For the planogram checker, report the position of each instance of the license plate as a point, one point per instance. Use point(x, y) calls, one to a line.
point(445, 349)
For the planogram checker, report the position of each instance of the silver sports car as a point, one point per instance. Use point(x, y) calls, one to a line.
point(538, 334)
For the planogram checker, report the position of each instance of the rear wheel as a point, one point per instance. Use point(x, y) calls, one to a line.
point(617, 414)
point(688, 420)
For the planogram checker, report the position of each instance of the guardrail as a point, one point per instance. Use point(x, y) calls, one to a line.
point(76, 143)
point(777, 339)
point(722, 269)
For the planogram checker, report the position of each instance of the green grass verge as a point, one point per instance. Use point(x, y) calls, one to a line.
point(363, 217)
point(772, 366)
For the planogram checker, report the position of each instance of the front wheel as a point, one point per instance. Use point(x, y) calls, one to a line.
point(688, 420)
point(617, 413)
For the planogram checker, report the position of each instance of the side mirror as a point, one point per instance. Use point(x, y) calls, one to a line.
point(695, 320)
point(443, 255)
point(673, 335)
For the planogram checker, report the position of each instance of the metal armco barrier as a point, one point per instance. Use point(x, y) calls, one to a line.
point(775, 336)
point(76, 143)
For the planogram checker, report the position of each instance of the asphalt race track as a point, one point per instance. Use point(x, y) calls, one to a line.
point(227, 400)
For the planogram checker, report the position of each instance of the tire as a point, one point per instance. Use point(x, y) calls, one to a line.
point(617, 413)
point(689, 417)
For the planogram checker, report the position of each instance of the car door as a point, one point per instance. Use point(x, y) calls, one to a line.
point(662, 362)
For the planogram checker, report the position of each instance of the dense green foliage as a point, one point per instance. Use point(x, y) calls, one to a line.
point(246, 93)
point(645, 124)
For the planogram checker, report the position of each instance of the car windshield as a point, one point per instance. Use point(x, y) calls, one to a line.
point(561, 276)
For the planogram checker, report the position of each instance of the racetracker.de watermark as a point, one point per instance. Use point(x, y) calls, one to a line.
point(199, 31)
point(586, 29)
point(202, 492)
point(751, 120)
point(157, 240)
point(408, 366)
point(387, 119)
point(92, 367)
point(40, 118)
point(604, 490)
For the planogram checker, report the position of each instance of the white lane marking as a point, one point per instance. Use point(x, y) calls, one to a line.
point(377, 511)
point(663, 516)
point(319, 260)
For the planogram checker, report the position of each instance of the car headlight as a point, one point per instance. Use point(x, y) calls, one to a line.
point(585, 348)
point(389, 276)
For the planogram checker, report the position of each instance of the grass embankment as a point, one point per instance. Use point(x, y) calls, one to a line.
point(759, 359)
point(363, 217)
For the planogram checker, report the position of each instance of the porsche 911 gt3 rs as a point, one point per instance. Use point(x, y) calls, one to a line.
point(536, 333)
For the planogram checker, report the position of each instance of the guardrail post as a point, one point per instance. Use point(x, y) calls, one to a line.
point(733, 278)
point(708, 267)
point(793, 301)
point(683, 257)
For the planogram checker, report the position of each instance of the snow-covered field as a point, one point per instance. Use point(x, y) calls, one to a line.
□ □ □ □ □ □ □
WHAT THIS TASK INVOLVES: Each line above must be reproduced exactly as it stands.

ANSWER FOR THIS EXERCISE:
For the planogram checker, report the position of each instance of the license plate as a point, one point per instance. Use point(x, y) calls, one to a line.
point(445, 349)
For the planogram checker, report the position of each instance of the silver sports car as a point, one point per instance. Use point(x, y) calls, one to a line.
point(538, 334)
For the planogram checker, report the position of each instance of the rear wheel as a point, one point per instance. Use point(x, y) calls, one to a line.
point(617, 414)
point(688, 420)
For the planogram checker, report the position of each instance of the guardrail as a point, one point per instance. Use point(x, y) calls, one to a line.
point(76, 143)
point(777, 339)
point(722, 269)
For the planogram checker, report the position of each instance of the green grass verge as a point, one point per instance. Use point(x, y) calls, one to a line.
point(363, 217)
point(772, 366)
For the planogram checker, report the position of each instance of the front wheel as a point, one point per instance. Use point(x, y) calls, one to a line.
point(688, 420)
point(617, 413)
For the planogram checker, report the position of each instance of the side mirror as a point, one point per instance. Use point(x, y) calls, one to a line.
point(695, 320)
point(443, 255)
point(673, 335)
For the planogram checker, report the position of each instance of the metal armco barrier as a point, one point per instance. Use point(x, y) calls, one to a line.
point(775, 336)
point(76, 143)
For the planogram checker, report the position of each instance of the asphalt race track as a point, one point per instance. Use point(x, y) calls, one to a line.
point(227, 400)
For the planogram checker, report the position of each instance of the tire as a point, one point per instance. Use point(x, y) calls, one to a line.
point(617, 413)
point(689, 417)
For the planogram checker, report the position of each instance of the car door as a point, one point per instance. Use point(x, y) calls, one to a line.
point(662, 362)
For the planogram checker, report the position of each instance of the dense green foliage as a point, one point per instance. Use point(x, y) calls, one to a line.
point(246, 93)
point(645, 124)
For the planogram checker, report the position of each instance of the car windshield as a point, one point per instance. Use point(x, y) calls, one to a line.
point(561, 276)
For the planogram checker, report the position of each instance of the racetracker.de watermark as a point, one point per instance. Use point(x, y) calls, one to a line.
point(199, 31)
point(586, 29)
point(202, 492)
point(751, 120)
point(157, 240)
point(408, 366)
point(387, 119)
point(92, 367)
point(40, 118)
point(604, 490)
For the planogram checker, report the position of each instance of the white lane marking as a point, one point per instance. Use point(x, y) calls, one to a line.
point(377, 511)
point(663, 516)
point(319, 260)
For the planogram checker, report the position of each instance of the car headlight as a point, one point per instance. Use point(x, y) calls, one to a line.
point(585, 348)
point(389, 276)
For the planogram checker, report the position of each instance of the grass embankment as a point, one point per instance. Use point(x, y) calls, one to a line.
point(759, 359)
point(363, 217)
For the planogram checker, report the position of each instance of the porsche 911 gt3 rs as a point, one point per instance. Use point(x, y) calls, one to a line.
point(536, 333)
For the planogram checker, report the position of each instance of the guardrail post as a point, one point per instance. Use point(x, y) calls, one to a line.
point(733, 278)
point(708, 267)
point(793, 301)
point(683, 257)
For the planogram checker, report the position of each instance of the snow-covered field as a point, one point per instance. Use point(x, y) calls, one to a line.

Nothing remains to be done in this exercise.